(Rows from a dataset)
# # # #

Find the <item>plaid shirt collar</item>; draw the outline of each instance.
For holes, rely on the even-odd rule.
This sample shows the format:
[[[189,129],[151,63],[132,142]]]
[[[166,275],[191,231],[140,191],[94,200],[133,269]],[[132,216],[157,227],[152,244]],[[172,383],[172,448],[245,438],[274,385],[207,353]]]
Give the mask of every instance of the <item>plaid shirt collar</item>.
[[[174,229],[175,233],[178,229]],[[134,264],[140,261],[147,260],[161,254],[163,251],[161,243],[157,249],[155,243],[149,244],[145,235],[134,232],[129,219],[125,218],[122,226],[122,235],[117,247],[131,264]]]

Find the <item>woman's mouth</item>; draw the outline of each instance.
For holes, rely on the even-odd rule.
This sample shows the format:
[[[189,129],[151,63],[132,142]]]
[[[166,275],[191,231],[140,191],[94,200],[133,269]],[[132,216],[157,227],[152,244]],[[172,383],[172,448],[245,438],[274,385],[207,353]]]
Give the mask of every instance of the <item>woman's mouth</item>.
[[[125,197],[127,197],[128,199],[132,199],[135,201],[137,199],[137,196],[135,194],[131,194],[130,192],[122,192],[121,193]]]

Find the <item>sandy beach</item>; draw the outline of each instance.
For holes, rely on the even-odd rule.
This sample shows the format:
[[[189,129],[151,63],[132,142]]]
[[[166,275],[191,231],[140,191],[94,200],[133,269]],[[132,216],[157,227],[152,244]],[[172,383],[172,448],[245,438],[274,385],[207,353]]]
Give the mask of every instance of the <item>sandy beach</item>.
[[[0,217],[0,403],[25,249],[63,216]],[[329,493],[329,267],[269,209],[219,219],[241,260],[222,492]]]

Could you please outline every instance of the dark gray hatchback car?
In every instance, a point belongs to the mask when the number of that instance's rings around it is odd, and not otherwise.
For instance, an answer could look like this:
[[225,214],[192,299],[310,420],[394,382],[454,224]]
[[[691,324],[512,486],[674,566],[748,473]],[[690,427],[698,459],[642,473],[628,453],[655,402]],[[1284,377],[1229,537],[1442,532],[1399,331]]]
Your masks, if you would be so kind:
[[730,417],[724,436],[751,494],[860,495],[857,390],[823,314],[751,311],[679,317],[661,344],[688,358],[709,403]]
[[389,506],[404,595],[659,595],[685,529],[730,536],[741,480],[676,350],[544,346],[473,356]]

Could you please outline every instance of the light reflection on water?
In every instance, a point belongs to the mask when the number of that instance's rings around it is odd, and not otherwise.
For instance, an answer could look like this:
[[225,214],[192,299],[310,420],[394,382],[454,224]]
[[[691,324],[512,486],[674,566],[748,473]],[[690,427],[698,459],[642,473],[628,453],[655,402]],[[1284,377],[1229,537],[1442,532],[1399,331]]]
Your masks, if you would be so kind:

# # # #

_Work to complete:_
Update the rows from the line containing "Could you please outline every instance of the light" through the end of the rows by changing "light reflection" to "sun glare", and keep every other character as it is.

_Result for this exercise:_
Could you please outline every instance of the sun glare on water?
In every instance, a point belongs to the mask when the number of that instance's rings around it is odd, and not otherwise.
For instance, an answer could look like this:
[[225,214],[192,299],[310,420],[394,382],[454,224]]
[[[691,324],[512,486],[674,566],[748,473]],[[690,427],[698,459],[642,473],[628,453],[655,402]],[[1284,377],[1229,537],[1442,532],[1399,331]]]
Your masks, if you would be so kind:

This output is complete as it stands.